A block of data
----

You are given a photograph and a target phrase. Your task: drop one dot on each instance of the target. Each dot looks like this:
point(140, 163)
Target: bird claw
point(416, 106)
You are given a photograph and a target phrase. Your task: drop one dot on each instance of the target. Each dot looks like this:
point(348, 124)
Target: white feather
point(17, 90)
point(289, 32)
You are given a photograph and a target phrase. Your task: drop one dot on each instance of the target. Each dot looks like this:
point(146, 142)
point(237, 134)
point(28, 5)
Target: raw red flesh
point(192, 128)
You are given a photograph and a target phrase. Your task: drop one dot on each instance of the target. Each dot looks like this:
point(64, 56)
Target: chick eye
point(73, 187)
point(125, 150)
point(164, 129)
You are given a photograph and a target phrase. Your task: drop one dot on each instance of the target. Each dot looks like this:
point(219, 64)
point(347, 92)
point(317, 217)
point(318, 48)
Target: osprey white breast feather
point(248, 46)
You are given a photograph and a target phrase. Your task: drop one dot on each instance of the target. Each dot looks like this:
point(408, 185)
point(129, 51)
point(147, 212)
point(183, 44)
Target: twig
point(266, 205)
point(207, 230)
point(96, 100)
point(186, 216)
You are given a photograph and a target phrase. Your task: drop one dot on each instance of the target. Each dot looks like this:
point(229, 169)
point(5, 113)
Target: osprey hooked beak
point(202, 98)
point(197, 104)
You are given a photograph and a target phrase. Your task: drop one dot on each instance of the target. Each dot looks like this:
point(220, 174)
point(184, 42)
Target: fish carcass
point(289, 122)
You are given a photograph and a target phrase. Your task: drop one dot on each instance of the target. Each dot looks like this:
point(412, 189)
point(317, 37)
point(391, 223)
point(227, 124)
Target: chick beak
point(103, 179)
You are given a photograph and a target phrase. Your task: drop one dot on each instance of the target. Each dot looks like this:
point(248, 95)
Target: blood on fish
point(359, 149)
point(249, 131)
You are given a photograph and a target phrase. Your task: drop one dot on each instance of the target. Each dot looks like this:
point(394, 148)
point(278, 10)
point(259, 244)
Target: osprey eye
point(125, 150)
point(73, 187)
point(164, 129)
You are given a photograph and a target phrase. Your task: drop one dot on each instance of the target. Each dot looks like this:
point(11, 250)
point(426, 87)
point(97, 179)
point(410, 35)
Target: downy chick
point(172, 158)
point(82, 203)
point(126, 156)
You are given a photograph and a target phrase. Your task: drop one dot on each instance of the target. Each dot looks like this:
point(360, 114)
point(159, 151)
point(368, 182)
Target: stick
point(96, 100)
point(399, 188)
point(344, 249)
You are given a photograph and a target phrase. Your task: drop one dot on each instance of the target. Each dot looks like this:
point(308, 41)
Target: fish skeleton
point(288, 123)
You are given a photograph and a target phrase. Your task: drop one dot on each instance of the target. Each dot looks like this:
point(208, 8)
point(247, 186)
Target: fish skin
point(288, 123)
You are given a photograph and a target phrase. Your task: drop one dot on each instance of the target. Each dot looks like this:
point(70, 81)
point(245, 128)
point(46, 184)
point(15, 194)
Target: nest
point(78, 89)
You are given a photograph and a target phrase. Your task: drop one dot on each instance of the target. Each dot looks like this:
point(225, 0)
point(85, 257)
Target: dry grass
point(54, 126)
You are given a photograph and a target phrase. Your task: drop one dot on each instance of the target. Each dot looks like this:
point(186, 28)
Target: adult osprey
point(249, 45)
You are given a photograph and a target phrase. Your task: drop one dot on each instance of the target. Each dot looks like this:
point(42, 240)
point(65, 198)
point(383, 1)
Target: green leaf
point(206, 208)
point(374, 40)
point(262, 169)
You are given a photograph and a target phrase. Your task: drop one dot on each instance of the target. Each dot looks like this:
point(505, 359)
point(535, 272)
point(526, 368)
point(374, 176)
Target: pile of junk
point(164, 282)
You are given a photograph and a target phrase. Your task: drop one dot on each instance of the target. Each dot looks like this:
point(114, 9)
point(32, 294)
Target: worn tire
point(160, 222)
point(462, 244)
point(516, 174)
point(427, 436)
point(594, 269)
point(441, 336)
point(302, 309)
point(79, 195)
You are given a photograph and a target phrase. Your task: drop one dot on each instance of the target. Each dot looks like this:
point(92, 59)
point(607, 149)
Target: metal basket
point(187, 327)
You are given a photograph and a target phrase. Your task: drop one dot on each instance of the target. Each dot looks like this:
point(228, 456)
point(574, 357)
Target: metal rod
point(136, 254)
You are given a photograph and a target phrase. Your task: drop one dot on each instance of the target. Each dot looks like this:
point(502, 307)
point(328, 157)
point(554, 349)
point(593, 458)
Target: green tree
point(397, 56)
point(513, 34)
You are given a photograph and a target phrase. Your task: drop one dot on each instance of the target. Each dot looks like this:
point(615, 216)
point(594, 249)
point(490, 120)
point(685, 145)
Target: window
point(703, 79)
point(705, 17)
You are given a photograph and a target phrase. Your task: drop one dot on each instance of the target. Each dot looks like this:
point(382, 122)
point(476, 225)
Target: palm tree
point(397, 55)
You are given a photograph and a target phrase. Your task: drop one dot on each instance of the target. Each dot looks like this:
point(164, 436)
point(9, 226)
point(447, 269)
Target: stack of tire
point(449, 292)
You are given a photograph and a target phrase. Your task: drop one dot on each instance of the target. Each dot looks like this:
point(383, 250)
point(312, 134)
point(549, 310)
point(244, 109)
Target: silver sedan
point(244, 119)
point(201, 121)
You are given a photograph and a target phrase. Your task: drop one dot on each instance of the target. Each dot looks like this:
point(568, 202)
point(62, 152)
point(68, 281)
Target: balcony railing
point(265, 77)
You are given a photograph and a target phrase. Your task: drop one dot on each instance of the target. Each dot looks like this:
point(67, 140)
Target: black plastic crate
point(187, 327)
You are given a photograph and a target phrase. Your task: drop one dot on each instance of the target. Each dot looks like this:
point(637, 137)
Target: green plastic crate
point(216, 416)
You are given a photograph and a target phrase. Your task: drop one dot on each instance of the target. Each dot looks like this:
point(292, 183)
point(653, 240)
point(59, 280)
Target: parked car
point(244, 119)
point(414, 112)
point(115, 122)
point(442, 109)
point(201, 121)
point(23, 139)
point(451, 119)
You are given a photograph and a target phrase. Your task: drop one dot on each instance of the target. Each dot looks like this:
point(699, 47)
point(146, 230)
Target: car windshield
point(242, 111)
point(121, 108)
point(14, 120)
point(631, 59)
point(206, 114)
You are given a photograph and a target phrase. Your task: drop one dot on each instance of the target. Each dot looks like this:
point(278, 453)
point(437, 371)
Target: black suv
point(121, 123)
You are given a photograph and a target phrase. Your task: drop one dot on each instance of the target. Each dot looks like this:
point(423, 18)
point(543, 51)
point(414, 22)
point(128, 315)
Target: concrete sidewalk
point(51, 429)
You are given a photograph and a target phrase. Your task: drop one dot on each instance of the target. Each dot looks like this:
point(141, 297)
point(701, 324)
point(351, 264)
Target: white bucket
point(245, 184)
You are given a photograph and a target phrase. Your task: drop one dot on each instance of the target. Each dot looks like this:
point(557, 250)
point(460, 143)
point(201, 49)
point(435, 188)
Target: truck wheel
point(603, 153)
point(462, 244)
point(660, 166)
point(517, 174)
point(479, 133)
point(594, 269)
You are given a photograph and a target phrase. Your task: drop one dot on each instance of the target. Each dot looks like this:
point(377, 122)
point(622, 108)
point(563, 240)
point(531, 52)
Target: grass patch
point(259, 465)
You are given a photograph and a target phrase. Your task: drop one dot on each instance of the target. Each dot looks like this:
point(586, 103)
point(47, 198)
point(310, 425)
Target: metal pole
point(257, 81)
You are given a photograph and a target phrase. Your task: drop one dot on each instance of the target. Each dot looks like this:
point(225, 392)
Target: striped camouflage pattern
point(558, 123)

----

Instructions for the task:
Express the lines above as a JSON list of strings, one string per line, leaving out any blank lines.

Task result:
[
  "You are given a photograph and a target phrase. Your task: drop one dot on each instance of the target. Each dot looks like this:",
  "point(140, 163)",
  "Target: bird claw",
  "point(416, 106)",
  "You are given a photograph and a target phrase. Your task: drop one dot on each instance of the target. Each dot looks like this:",
  "point(348, 124)",
  "Target: white feather",
  "point(17, 90)",
  "point(289, 32)",
  "You are given a photograph and a target phrase. Your task: drop one dot on each instance of the target. Each dot looks like this:",
  "point(146, 142)",
  "point(237, 134)",
  "point(28, 5)",
  "Target: raw red flesh",
  "point(192, 128)",
  "You are given a photograph and a target phrase. Your task: drop one dot on each instance of the target. Each dot looks like this:",
  "point(64, 56)",
  "Target: chick eye",
  "point(73, 187)",
  "point(125, 150)",
  "point(164, 129)",
  "You are given a photograph and a target phrase. Your task: drop one dot on each instance of the target. Each dot looks like this:",
  "point(219, 64)",
  "point(347, 92)",
  "point(317, 217)",
  "point(318, 48)",
  "Target: osprey white breast feather",
  "point(248, 46)",
  "You are given a photograph and a target phrase. Your task: drop one dot on each instance of the target. Each dot looks like this:",
  "point(408, 185)",
  "point(129, 51)",
  "point(147, 212)",
  "point(183, 44)",
  "Target: twig",
  "point(266, 205)",
  "point(207, 230)",
  "point(96, 100)",
  "point(186, 216)",
  "You are given a photograph and a target phrase. Your task: drop one dot on each instance of the target. Each dot looks like this:",
  "point(229, 169)",
  "point(5, 113)",
  "Target: osprey hooked beak",
  "point(202, 98)",
  "point(197, 104)",
  "You are given a photograph and a target phrase. Your task: drop one dot on each instance of the target. Each dot looks like this:",
  "point(220, 174)",
  "point(184, 42)",
  "Target: fish carcass",
  "point(289, 122)",
  "You are given a photograph and a target phrase. Your task: drop one dot on each instance of the target. Each dot looks like this:",
  "point(412, 189)",
  "point(317, 37)",
  "point(391, 223)",
  "point(227, 124)",
  "Target: chick beak",
  "point(103, 179)",
  "You are given a photograph and a target phrase. Your task: drop one dot on each instance of the target. Each dot looks like this:",
  "point(248, 95)",
  "Target: blood on fish",
  "point(359, 149)",
  "point(249, 131)",
  "You are given a photograph and a target phrase. Your task: drop one dot on each instance of the target. Each dot looks like this:",
  "point(394, 148)",
  "point(278, 10)",
  "point(259, 244)",
  "Target: osprey eye",
  "point(125, 150)",
  "point(73, 187)",
  "point(164, 129)",
  "You are given a photograph and a target phrase. Your task: drop one dot on each instance of the target. Each dot looks like this:",
  "point(11, 250)",
  "point(426, 87)",
  "point(97, 179)",
  "point(410, 35)",
  "Target: downy chick",
  "point(172, 158)",
  "point(82, 203)",
  "point(126, 156)",
  "You are given a photograph and a target phrase. Your task: drop one dot on each instance of the target. Each dot looks like this:",
  "point(360, 114)",
  "point(159, 151)",
  "point(368, 182)",
  "Target: stick",
  "point(96, 100)",
  "point(399, 188)",
  "point(344, 249)",
  "You are given a photograph and a target phrase. Your task: drop one dot on each instance of the target. Each dot looks like this:",
  "point(308, 41)",
  "Target: fish skeleton",
  "point(288, 123)",
  "You are given a photograph and a target phrase. Your task: drop one dot on each instance of the target. Each dot looks like this:",
  "point(208, 8)",
  "point(247, 186)",
  "Target: fish skin",
  "point(288, 123)",
  "You are given a photograph and a target phrase. Your task: drop one dot on each instance of the target. Each dot looks like this:",
  "point(70, 81)",
  "point(245, 128)",
  "point(46, 184)",
  "point(15, 194)",
  "Target: nest",
  "point(78, 89)",
  "You are given a photograph and a target phrase. Your task: drop one dot on each instance of the target. Each dot looks like this:",
  "point(225, 0)",
  "point(85, 257)",
  "Target: dry grass",
  "point(54, 126)",
  "You are given a photograph and a target phrase. Your task: drop one dot on each instance of the target. Each dot looks like this:",
  "point(186, 28)",
  "Target: adult osprey",
  "point(249, 45)",
  "You are given a photograph and a target phrase. Your task: drop one dot on each instance of the target. Each dot looks like this:",
  "point(42, 240)",
  "point(65, 198)",
  "point(383, 1)",
  "Target: green leaf",
  "point(206, 208)",
  "point(374, 40)",
  "point(262, 169)",
  "You are given a photograph and a target phrase. Your task: drop one dot on each instance of the target. Each dot looks like this:",
  "point(505, 359)",
  "point(535, 272)",
  "point(526, 368)",
  "point(374, 176)",
  "Target: pile of junk",
  "point(164, 282)",
  "You are given a photograph and a target phrase. Your task: drop one dot on each instance of the target. Each dot looks like this:",
  "point(114, 9)",
  "point(32, 294)",
  "Target: worn tire",
  "point(160, 222)",
  "point(462, 244)",
  "point(516, 174)",
  "point(427, 436)",
  "point(594, 269)",
  "point(441, 336)",
  "point(302, 309)",
  "point(79, 195)",
  "You are given a photograph and a target phrase. Your task: drop one dot on each instance of the target. Each dot looks like this:",
  "point(92, 59)",
  "point(607, 149)",
  "Target: metal basket",
  "point(187, 327)",
  "You are given a photograph and a target phrase. Your task: drop one dot on each instance of the target. Each dot looks like this:",
  "point(228, 456)",
  "point(574, 357)",
  "Target: metal rod",
  "point(136, 254)",
  "You are given a photograph and a target phrase. Your task: drop one dot on each instance of the target. Each dot looks like this:",
  "point(502, 307)",
  "point(328, 157)",
  "point(554, 349)",
  "point(593, 458)",
  "Target: green tree",
  "point(397, 56)",
  "point(513, 34)",
  "You are given a photograph and a target phrase. Your task: drop one dot on each instance of the target. Each dot looks like this:",
  "point(615, 216)",
  "point(594, 249)",
  "point(490, 120)",
  "point(685, 145)",
  "Target: window",
  "point(703, 79)",
  "point(705, 17)",
  "You are given a photograph and a target phrase. Your task: drop one dot on each instance of the target. Each dot looks like this:",
  "point(382, 122)",
  "point(476, 225)",
  "Target: palm tree",
  "point(397, 55)",
  "You are given a photograph and a target phrase. Your task: drop one dot on each instance of the target. Each dot looks like this:",
  "point(164, 436)",
  "point(9, 226)",
  "point(447, 269)",
  "Target: stack of tire",
  "point(449, 292)",
  "You are given a photograph and a target phrase. Your task: drop one dot on each instance of the target. Each dot looks like this:",
  "point(383, 250)",
  "point(312, 134)",
  "point(549, 310)",
  "point(244, 109)",
  "Target: silver sedan",
  "point(244, 119)",
  "point(201, 121)",
  "You are given a photograph and a target phrase. Your task: drop one dot on each instance of the target. Each dot looks like this:",
  "point(568, 202)",
  "point(62, 152)",
  "point(68, 281)",
  "Target: balcony railing",
  "point(265, 77)",
  "You are given a photograph and a target phrase. Your task: drop one dot on each instance of the target. Each dot looks like this:",
  "point(67, 140)",
  "Target: black plastic crate",
  "point(187, 327)",
  "You are given a photograph and a target phrase. Your task: drop one dot on each instance of the target. Each dot looks like this:",
  "point(637, 137)",
  "Target: green plastic crate",
  "point(216, 416)",
  "You are given a photograph and a target phrase. Your task: drop one dot on each instance of the target. Each dot looks like this:",
  "point(292, 183)",
  "point(653, 240)",
  "point(59, 280)",
  "Target: parked car",
  "point(244, 119)",
  "point(414, 112)",
  "point(115, 122)",
  "point(442, 109)",
  "point(201, 121)",
  "point(23, 139)",
  "point(451, 119)",
  "You are given a photograph and a target phrase. Your task: drop one dot on each instance of the target. Each dot looks like this:",
  "point(699, 47)",
  "point(146, 230)",
  "Target: car windshield",
  "point(242, 111)",
  "point(121, 108)",
  "point(14, 120)",
  "point(631, 59)",
  "point(206, 114)",
  "You are given a photograph and a target phrase. Your task: drop one dot on each instance of the target. Each dot looks like this:",
  "point(278, 453)",
  "point(437, 371)",
  "Target: black suv",
  "point(121, 123)",
  "You are given a photograph and a target phrase. Your task: drop one dot on each instance of the target. Each dot looks like this:",
  "point(423, 18)",
  "point(543, 51)",
  "point(414, 22)",
  "point(128, 315)",
  "Target: concrete sidewalk",
  "point(51, 429)",
  "You are given a photograph and a target phrase. Your task: drop one dot on each instance of the target. Each dot looks like this:",
  "point(141, 297)",
  "point(701, 324)",
  "point(351, 264)",
  "Target: white bucket",
  "point(245, 184)",
  "You are given a photograph and a target phrase. Your task: drop one dot on each instance of the target. Each dot looks like this:",
  "point(557, 250)",
  "point(460, 143)",
  "point(201, 49)",
  "point(435, 188)",
  "Target: truck wheel",
  "point(603, 153)",
  "point(462, 244)",
  "point(660, 166)",
  "point(517, 174)",
  "point(479, 133)",
  "point(594, 269)",
  "You are given a photograph and a target phrase. Your task: drop one dot on each instance of the target. Each dot looks like this:",
  "point(377, 122)",
  "point(622, 108)",
  "point(563, 240)",
  "point(531, 52)",
  "Target: grass patch",
  "point(259, 465)",
  "You are given a photograph and a target phrase. Your task: drop one dot on each instance of the target. Each dot looks like this:",
  "point(586, 103)",
  "point(47, 198)",
  "point(310, 425)",
  "Target: metal pole",
  "point(257, 81)",
  "You are given a photograph and a target phrase. Your task: drop one dot on each instance of the target. Each dot looks like this:",
  "point(225, 392)",
  "Target: striped camouflage pattern",
  "point(558, 123)"
]